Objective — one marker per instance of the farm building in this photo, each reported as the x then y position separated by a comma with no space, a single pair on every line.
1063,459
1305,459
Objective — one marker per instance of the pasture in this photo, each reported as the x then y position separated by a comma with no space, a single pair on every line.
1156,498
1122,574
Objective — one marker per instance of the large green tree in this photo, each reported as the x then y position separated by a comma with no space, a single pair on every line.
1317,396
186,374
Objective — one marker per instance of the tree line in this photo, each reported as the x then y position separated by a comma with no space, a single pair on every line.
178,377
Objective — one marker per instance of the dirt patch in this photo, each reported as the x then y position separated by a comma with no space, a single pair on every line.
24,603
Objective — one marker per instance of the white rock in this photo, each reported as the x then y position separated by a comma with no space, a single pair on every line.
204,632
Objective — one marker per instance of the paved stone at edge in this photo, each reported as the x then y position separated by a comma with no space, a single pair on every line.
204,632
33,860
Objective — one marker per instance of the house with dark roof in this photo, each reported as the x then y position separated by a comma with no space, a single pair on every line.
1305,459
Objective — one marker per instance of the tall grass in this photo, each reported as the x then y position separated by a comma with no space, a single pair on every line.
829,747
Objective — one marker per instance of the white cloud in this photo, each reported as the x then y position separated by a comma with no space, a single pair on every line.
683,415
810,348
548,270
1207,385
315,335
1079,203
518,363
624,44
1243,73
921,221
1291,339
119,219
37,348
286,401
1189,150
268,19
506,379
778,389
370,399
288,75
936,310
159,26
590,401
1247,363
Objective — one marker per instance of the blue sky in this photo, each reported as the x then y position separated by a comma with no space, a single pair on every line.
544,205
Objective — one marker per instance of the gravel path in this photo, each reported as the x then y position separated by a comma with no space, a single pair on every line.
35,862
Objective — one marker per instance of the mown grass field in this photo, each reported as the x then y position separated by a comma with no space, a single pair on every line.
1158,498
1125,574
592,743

◇ ◇ ◇ ◇ ◇

§ **REQUIREMENTS**: Return exactly the lines of the data, and only those, from the line with "Objective — one marker per instance of the tree" through the last line, inclusive.

§ **EXPECTED ANSWER**:
Objective — one marker per instance of the tree line in this photo, each reported as the x then y position separated by a comma with no space, a single pair on every line.
178,377
Objective — one marker per instance of the dirt patch in this photo, each reported as the x then y position separated by a comma with no space, a single pair on every line.
24,603
Objective — one marker per instance of the white rock in this photo, each reported as the x then y position separated by a comma with no space, a single pair on every line.
204,632
Objective — one marker per instance of the paved stone at edge in this photo, each reported as the x then y position separated by a comma with no space, a single pair on every line.
204,632
33,860
Objective — one marker per instance of the house with dark roof in this photo, each reported as the x then y position separated by a comma with no space, a single pair on every line.
1305,459
Objective — one marker per instance of the tall grass in this photo, each reported as the x then y position separated by a comma with no space, a single pair on every line.
829,747
Objective — one marker per instance of the white cloud in this photo, each reported as the x then y position separated by a comma with no space, a single pair on every line.
683,415
810,348
548,270
1207,385
315,335
1079,203
518,363
624,44
1243,73
921,221
1291,339
119,219
37,348
286,401
1189,150
268,19
506,379
778,389
370,399
288,75
936,310
159,26
590,401
1247,363
Objective — one marker per instance of the blue sky in this photo, each reported as the x then y position separated by a comma with no space, a single pair on every line.
544,205
Objective — one marker per instance of the gravel path in this photo, each reported as the x then y position separated by a comma with no space, a single pair on every line.
35,862
Objective — one marker per instance of the mown grass field in this photo, each reported as the x then y position separated by a comma with no space, a single pair on every line.
1158,498
1125,574
592,743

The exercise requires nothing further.